◆ **Aim 1**
Rewrite the Dataset items listing, replacing "Object Detection" with "Object Localization" wherever it occurs and leaving every other line unchanged.

Answer 2 (advanced): But I think you are looking for something deeper than the above. In financial mathematics (more specifically: portfolio theory) there's a very interesting interpretation to precisely this formula (for the OLS estimator of the slope with 1 single regressor), which - even if maybe over-the-top - could be generalized beyond this field. It interprets the covariance as being the systemic risk and the variance as the non-systemic (or idiosyncratic) risk. Let me explain:

In financial mathematics the CAPM (capital asset pricing model) is a formula for calculating the expected return of a financial instrument (e.g. share). According to financial theory (see Markowitz portfolio theory) the average return of an individual stock can be explained by the average return of the market. Without going into too much detail, the individual excess stock return (the response $y=r_i-r_f$) is the excess return of the market (the regressor $X$) times the beta factor:

$$r_i = r_f + \beta \cdot\underbrace{(r_M-rf)}_{\textrm{excess return market}}$$

where $r_f$ is the risk-free rate (can be ignored at this point). The beta factor $\beta$ is defined as

$$ \beta = \frac{Cov(r_i,r_M)}{Var(r_M)} $$

and it is interpreted as follows: if the investor that is interested in calculating the return $r_i$ for stock $i$ is well-diversified, then they won't care about the individual risk of the stock, i.e. risk inherent to that specific company beyond the current state of the economy, here defined as the variance, since that can be diversified away. Instead, what they will be interested in is only the systematic risk of the stock, i.e. the risk that the company has due to the underlying state of the economy.

Dataset items
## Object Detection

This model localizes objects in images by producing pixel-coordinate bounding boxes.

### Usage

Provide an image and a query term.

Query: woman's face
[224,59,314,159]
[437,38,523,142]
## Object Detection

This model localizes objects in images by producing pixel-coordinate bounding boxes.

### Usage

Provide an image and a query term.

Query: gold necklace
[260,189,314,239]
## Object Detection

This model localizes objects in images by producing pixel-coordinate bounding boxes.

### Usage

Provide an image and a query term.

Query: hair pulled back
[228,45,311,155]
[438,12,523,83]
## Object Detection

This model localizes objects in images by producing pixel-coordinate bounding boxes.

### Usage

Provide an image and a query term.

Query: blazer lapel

◆ **Aim 2**
Answer these questions from the passage on the CAPM and the beta factor.
(a) What does the abbreviation CAPM stand for?
(b) In the interpretation the passage describes, what kind of risk is the variance taken to represent?
(c) What does $r_f$ denote?

◆ **Exercise response 1**
## Object Localization

This model localizes objects in images by producing pixel-coordinate bounding boxes.

### Usage

Provide an image and a query term.

Query: woman's face
[224,59,314,159]
[437,38,523,142]
## Object Localization

This model localizes objects in images by producing pixel-coordinate bounding boxes.

### Usage

Provide an image and a query term.

Query: gold necklace
[260,189,314,239]
## Object Localization

This model localizes objects in images by producing pixel-coordinate bounding boxes.

### Usage

Provide an image and a query term.

Query: hair pulled back
[228,45,311,155]
[438,12,523,83]
## Object Localization

This model localizes objects in images by producing pixel-coordinate bounding boxes.

### Usage

Provide an image and a query term.

Query: blazer lapel

◆ **Exercise response 2**
(a) Capital asset pricing model.
(b) The non-systemic (or idiosyncratic) risk.
(c) The risk-free rate.